• [What you will do] Each entry must be given again exactly; images do not belong in the copy.

• [Records for processing]
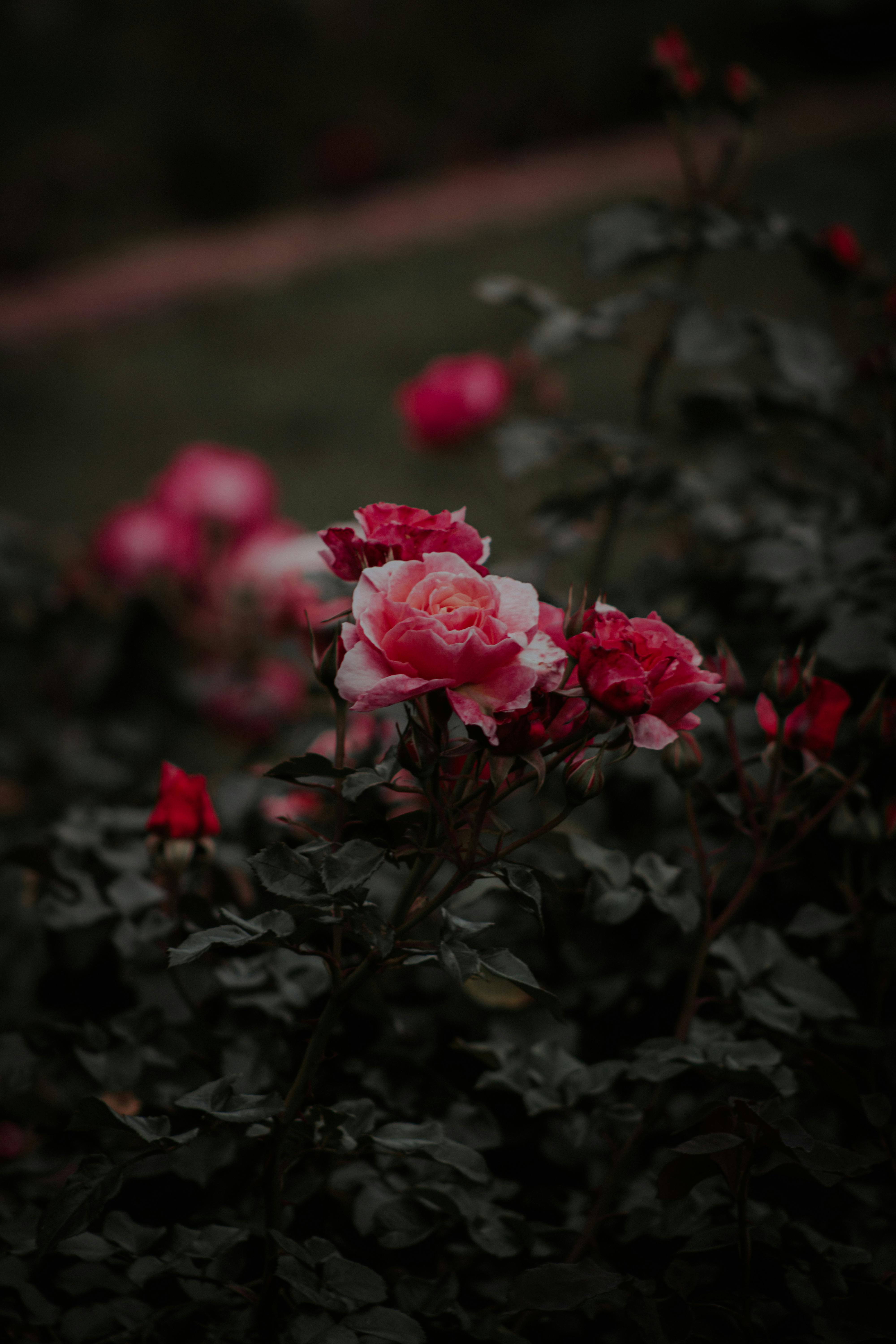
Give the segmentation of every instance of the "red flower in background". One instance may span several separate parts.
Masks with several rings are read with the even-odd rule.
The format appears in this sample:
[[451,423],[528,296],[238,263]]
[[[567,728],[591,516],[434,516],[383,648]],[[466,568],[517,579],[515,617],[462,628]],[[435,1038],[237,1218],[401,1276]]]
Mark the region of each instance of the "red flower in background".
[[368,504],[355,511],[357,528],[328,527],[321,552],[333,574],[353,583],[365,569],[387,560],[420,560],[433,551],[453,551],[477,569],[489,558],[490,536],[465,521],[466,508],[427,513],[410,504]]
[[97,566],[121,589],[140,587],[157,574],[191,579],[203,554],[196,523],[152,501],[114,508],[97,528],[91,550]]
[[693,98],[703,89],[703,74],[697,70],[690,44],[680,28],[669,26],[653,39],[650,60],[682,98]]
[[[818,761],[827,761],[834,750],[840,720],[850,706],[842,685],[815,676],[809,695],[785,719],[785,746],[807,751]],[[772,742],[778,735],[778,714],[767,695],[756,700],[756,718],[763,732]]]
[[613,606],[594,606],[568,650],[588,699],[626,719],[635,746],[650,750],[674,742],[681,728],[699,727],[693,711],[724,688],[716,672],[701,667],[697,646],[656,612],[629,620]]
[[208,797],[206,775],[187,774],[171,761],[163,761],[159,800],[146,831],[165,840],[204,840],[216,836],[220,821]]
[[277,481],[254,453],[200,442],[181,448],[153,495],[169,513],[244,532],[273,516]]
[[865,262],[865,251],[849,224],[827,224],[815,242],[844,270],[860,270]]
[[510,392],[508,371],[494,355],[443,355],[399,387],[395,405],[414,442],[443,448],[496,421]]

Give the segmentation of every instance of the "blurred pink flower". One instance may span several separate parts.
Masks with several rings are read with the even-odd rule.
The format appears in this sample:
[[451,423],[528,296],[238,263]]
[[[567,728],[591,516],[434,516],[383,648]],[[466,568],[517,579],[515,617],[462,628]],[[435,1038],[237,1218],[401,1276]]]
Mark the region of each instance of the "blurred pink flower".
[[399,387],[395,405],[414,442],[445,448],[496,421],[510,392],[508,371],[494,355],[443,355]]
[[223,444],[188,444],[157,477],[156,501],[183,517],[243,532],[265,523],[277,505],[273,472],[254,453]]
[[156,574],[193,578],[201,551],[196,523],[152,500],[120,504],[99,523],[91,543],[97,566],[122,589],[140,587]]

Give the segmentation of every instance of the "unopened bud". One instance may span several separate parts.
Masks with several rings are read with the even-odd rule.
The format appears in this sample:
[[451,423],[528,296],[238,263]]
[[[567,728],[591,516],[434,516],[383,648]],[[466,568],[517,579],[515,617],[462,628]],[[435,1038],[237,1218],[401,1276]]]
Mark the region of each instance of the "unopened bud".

• [Answer]
Give the segmentation of every instance of the "red flower in background". One instance may span several separate parts.
Masks with several rings are read with the even-odd rule.
The format appears in this sample:
[[451,423],[528,296],[238,263]]
[[[567,728],[591,516],[434,516],[383,648]],[[466,568],[517,579],[515,617],[462,628]],[[435,1038],[237,1218],[401,1276]]]
Mark the region of each instance of the "red flower in background".
[[368,504],[355,511],[357,528],[328,527],[321,552],[333,574],[353,583],[365,569],[387,560],[420,560],[433,551],[453,551],[477,569],[489,558],[490,536],[465,521],[466,508],[427,513],[410,504]]
[[97,566],[121,589],[140,587],[157,574],[191,579],[203,554],[196,523],[152,501],[114,508],[97,528],[91,550]]
[[693,98],[703,89],[703,74],[697,70],[690,44],[680,28],[669,26],[653,39],[650,60],[682,98]]
[[[818,761],[827,761],[834,750],[840,720],[850,706],[842,685],[815,676],[809,695],[785,719],[785,746],[807,751]],[[772,742],[778,735],[778,714],[767,695],[756,700],[756,718],[763,732]]]
[[613,606],[594,606],[568,650],[588,699],[626,719],[635,746],[650,750],[674,742],[681,728],[699,727],[693,711],[724,688],[716,672],[701,667],[697,646],[656,612],[629,620]]
[[208,797],[206,775],[187,774],[171,761],[163,761],[159,800],[146,831],[165,840],[204,840],[216,836],[220,821]]
[[277,481],[254,453],[200,442],[181,448],[153,495],[169,513],[244,532],[273,516]]
[[865,262],[865,251],[849,224],[827,224],[815,242],[844,270],[860,270]]
[[510,392],[508,371],[494,355],[443,355],[399,387],[395,405],[414,442],[443,448],[496,421]]

Give the segmentation of every instance of the "blurred pink flower". One instance may span several separate parts.
Masks with several rings are read with the even-odd rule.
The format appears in this sample:
[[451,423],[528,296],[238,263]]
[[[567,728],[591,516],[434,516],[383,648]],[[466,568],[517,579],[515,617],[462,628]],[[435,1038],[237,1218],[401,1276]]]
Mark the region of each instance of the "blurred pink flower".
[[399,387],[395,405],[414,442],[445,448],[496,421],[510,392],[508,371],[494,355],[443,355]]
[[223,444],[188,444],[157,477],[156,501],[183,517],[243,532],[265,523],[277,505],[273,472],[254,453]]
[[156,574],[193,578],[201,551],[196,523],[152,500],[120,504],[99,523],[91,543],[97,566],[122,589],[140,587]]

Give the segmentation of every instance of the "unopened bud". One instance may span several separate parts.
Masks with several rings are read with the even-odd rule.
The format appears in this sample:
[[451,423],[528,296],[238,263]]
[[[567,728],[591,516],[434,516],[383,648]],[[466,568],[517,579],[515,617],[462,628]],[[435,1038],[237,1218],[401,1276]]]
Mark the region of each instance of the "unopened bud".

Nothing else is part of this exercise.